> Written request
Output every line of the material below as a JSON list of strings, one string per line, skipping blank lines. Leave the pictures out of the list.

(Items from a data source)
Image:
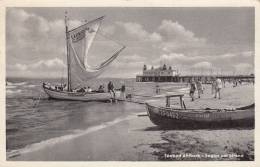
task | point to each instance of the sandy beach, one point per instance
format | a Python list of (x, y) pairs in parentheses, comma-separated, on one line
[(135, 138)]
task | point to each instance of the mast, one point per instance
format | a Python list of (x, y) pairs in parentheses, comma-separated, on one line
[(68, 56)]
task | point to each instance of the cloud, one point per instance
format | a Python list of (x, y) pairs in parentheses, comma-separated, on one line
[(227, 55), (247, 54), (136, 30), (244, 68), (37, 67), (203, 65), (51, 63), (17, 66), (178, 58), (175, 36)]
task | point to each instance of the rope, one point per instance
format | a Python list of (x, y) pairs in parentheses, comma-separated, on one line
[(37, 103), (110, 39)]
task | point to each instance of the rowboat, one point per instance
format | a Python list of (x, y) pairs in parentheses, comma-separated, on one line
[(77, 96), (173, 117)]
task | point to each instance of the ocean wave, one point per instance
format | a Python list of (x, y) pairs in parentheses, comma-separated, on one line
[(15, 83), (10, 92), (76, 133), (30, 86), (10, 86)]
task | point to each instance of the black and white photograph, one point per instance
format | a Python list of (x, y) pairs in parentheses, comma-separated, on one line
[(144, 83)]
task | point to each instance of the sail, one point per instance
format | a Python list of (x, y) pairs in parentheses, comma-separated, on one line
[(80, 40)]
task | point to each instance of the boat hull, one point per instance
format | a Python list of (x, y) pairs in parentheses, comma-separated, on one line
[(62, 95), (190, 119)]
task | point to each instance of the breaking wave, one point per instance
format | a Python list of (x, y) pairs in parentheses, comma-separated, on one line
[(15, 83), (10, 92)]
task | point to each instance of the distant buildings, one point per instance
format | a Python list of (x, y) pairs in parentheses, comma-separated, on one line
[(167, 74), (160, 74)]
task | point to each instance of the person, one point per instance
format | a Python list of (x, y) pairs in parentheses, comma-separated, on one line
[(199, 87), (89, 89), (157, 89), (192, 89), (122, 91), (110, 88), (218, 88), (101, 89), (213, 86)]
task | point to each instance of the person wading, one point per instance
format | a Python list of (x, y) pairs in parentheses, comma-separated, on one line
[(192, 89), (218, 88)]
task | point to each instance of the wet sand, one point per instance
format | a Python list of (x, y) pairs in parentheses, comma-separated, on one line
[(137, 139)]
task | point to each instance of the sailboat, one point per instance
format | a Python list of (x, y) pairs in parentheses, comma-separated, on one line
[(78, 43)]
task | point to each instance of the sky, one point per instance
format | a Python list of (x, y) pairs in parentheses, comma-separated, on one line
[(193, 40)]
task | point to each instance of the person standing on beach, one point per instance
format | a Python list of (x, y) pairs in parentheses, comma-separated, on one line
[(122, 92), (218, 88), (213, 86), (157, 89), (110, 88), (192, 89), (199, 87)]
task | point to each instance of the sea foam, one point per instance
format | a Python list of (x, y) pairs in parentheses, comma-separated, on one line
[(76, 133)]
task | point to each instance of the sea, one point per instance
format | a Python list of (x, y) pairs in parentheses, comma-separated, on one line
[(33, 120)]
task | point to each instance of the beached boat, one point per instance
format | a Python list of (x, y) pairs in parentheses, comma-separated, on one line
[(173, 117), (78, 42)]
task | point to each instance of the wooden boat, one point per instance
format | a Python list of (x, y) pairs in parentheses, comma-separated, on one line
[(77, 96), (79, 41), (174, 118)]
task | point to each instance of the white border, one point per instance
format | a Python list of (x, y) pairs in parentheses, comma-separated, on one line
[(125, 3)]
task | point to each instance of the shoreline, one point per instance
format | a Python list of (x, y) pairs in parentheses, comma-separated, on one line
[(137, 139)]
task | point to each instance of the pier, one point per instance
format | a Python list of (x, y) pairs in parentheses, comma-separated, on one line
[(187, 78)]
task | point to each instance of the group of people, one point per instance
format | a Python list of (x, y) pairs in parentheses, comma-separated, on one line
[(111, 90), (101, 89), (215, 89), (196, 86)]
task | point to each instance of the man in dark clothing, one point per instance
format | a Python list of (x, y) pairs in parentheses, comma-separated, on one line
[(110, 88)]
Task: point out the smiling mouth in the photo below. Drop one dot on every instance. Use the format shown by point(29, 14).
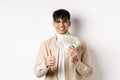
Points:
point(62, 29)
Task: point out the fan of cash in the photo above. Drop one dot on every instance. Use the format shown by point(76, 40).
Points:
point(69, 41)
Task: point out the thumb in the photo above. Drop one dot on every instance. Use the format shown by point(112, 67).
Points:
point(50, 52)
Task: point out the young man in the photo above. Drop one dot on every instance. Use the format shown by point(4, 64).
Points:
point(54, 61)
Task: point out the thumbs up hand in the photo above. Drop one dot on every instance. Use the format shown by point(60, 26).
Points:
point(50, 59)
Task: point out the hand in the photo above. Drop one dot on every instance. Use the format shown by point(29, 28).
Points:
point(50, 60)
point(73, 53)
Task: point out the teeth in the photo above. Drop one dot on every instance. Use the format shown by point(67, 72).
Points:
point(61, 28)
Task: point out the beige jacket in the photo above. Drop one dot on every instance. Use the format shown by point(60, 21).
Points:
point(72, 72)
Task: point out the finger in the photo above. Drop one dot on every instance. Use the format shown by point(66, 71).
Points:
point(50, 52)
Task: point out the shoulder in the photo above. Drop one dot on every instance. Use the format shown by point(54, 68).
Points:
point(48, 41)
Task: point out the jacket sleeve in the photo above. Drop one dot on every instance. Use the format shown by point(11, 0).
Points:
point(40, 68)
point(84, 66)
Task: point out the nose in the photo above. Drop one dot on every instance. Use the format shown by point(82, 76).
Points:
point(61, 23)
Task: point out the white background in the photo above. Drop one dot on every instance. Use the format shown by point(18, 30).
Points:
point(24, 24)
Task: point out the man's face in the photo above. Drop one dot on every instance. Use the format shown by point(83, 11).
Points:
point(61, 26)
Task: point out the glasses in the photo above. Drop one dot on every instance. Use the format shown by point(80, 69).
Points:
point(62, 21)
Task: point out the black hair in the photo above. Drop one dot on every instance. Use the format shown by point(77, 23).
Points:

> Response to the exercise
[
  "Image:",
  "task | point to each instance of the sandy beach, one point per instance",
  "format | a Python list of (x, y) pairs in parentheses, comma-separated, on one line",
  "[(135, 138)]",
  "task | point to each instance of the mast, one point per instance",
  "format | a Python list of (x, y) pairs in parentheses, comma-separated, on one line",
  "[(68, 56)]",
  "task | point to each instance of the cloud, one point per instance",
  "format | a Python list of (x, y) pairs in parentheses, comma-separated, on one line",
  "[(227, 55), (247, 54), (136, 30), (244, 68), (37, 67), (203, 65), (51, 63), (17, 66), (178, 58), (175, 36)]",
  "task | point to each instance of the rope, one point per instance",
  "format | a Python list of (x, y) pairs in parentheses, comma-separated, on one line",
  "[(37, 103), (110, 39)]",
  "task | point to each instance of the rowboat, one point per instance",
  "format | a Python list of (x, y) pairs in parentheses, comma-separated, on one line",
  "[(77, 96), (173, 117)]",
  "task | point to each instance of the ocean wave, one point per instance",
  "format | a Python list of (x, y) pairs in parentheses, comma-separated, on one line",
  "[(15, 83), (10, 92), (76, 133), (30, 86), (10, 86)]",
  "task | point to each instance of the black and white photograph, one point per instance",
  "format | a Python list of (x, y) pairs in parentheses, comma-separated, on one line",
  "[(144, 83)]",
  "task | point to each instance of the sail, one point per instance",
  "format | a Python list of (x, y) pairs in parentheses, comma-separated, on one line",
  "[(80, 40)]",
  "task | point to each instance of the boat hull, one point per instance",
  "format | a Python list of (x, y) pairs in parentheses, comma-separated, on one line",
  "[(62, 95), (190, 119)]",
  "task | point to each instance of the breaking wave, one point per instance",
  "format | a Python list of (x, y) pairs in parentheses, comma-separated, on one line",
  "[(15, 83), (10, 92)]",
  "task | point to each instance of the distant buildings, one point per instance",
  "format | a Python list of (x, y) pairs in parentheses, comma-separated, on one line",
  "[(167, 74), (160, 74)]",
  "task | point to each instance of the person, one point per instance",
  "format | a Python list of (x, y) pairs in parentheses, comma-separated, on one line",
  "[(199, 87), (89, 89), (157, 89), (192, 89), (122, 91), (110, 88), (218, 88), (101, 89), (213, 86)]",
  "task | point to each instance of the person wading, one point per instance",
  "format | a Python list of (x, y) pairs in parentheses, comma-separated, on one line",
  "[(192, 89), (218, 88)]",
  "task | point to each instance of the wet sand, one point per instance",
  "format | a Python list of (x, y) pairs in parentheses, comma-separated, on one line",
  "[(137, 139)]",
  "task | point to each instance of the sailboat, one point per instance",
  "format | a Python list of (x, y) pairs in parentheses, comma-separated, on one line",
  "[(78, 43)]",
  "task | point to each instance of the sky, one point per instance",
  "format | a Python list of (x, y) pairs in parentheses, comma-separated, on one line",
  "[(193, 40)]",
  "task | point to each instance of the person standing on beach, one point per instance",
  "format | a Python list of (x, y) pairs in parentheses, comma-separated, on one line",
  "[(122, 92), (218, 88), (213, 86), (157, 89), (110, 88), (192, 89), (199, 87)]",
  "task | point to each instance of the sea foam, one point per instance",
  "format | a Python list of (x, y) pairs in parentheses, comma-separated, on one line",
  "[(76, 133)]",
  "task | point to each instance of the sea, one point per instance",
  "format | a Python list of (x, y) pairs in parentheses, comma-separated, on one line",
  "[(33, 120)]",
  "task | point to each instance of the beached boat, one point per instance",
  "format | a Python list of (x, y) pairs in parentheses, comma-separated, on one line",
  "[(173, 117), (78, 42)]",
  "task | point to each instance of the wooden boat, one point per instance",
  "format | a Python list of (x, y) pairs in parentheses, comma-separated, on one line",
  "[(77, 96), (79, 41), (174, 118)]",
  "task | point to each instance of the white border, one point per instance",
  "format | a Python list of (x, y) pairs in parentheses, comma-separated, on one line",
  "[(125, 3)]",
  "task | point to each instance of the shoreline, one point per instance",
  "format | a Python list of (x, y) pairs in parentheses, comma-separated, on one line",
  "[(137, 139)]",
  "task | point to each instance of the pier, one point per instance",
  "format | a Python list of (x, y) pairs in parentheses, comma-separated, on one line",
  "[(187, 78)]",
  "task | point to each instance of the group of people, one point per instance",
  "format | a Python list of (x, y) pairs in parentheses, comma-separated, on one line",
  "[(111, 90), (101, 89), (215, 89), (196, 86)]",
  "task | point to each instance of the man in dark clothing, one point per instance",
  "format | a Python list of (x, y) pairs in parentheses, comma-separated, on one line",
  "[(110, 88)]",
  "Task: point out the smiling mouth in the photo below. Drop one dot on every instance. Use the format shown by point(29, 14).",
  "Points:",
  "point(62, 29)",
  "Task: point out the fan of cash in the photo above. Drop one dot on every instance. Use the format shown by point(76, 40).",
  "Points:",
  "point(69, 41)",
  "Task: point out the thumb in the photo above. Drop one dot on every instance. Use the format shown by point(112, 67).",
  "Points:",
  "point(50, 52)",
  "Task: point out the young man in the photo above. Drop one dot on every instance. Use the format shown by point(4, 64).",
  "Points:",
  "point(54, 61)",
  "Task: point out the thumbs up hand in the photo above. Drop one dot on every instance. Use the format shown by point(60, 26).",
  "Points:",
  "point(50, 59)",
  "Task: point out the hand in the photo above. Drop one dot on every instance. Use the format shown by point(29, 28).",
  "Points:",
  "point(50, 60)",
  "point(73, 53)",
  "Task: point out the teeth in the photo above. Drop one dot on every instance. Use the format shown by point(67, 72).",
  "Points:",
  "point(61, 28)",
  "Task: point out the beige jacket in the photo above. Drop one dot on every instance. Use the format shown by point(60, 21).",
  "Points:",
  "point(72, 72)",
  "Task: point out the finger in the photo above. Drop one dot on every instance. Use the format shown by point(66, 71).",
  "Points:",
  "point(50, 52)",
  "Task: point out the shoulder in the photo above. Drop one dot on every instance. Use the format shown by point(54, 68).",
  "Points:",
  "point(48, 41)",
  "Task: point out the jacket sleeve in the photo above. Drop one dot on every instance. Use the format shown by point(11, 0).",
  "Points:",
  "point(40, 68)",
  "point(84, 66)",
  "Task: point out the nose in the photo above. Drop one dot on every instance. Use the format shown by point(82, 76).",
  "Points:",
  "point(61, 23)",
  "Task: point out the white background in the photo above. Drop one dot on every instance. Use the format shown by point(18, 30).",
  "Points:",
  "point(24, 24)",
  "Task: point out the man's face in the photo above. Drop one dot on every instance. Use the format shown by point(83, 11).",
  "Points:",
  "point(61, 26)",
  "Task: point out the glasses in the photo above. Drop one dot on every instance. Use the format shown by point(80, 69).",
  "Points:",
  "point(62, 21)",
  "Task: point out the black hair in the photo above. Drop one dot on every instance. Use the format shown by point(77, 23).",
  "Points:"
]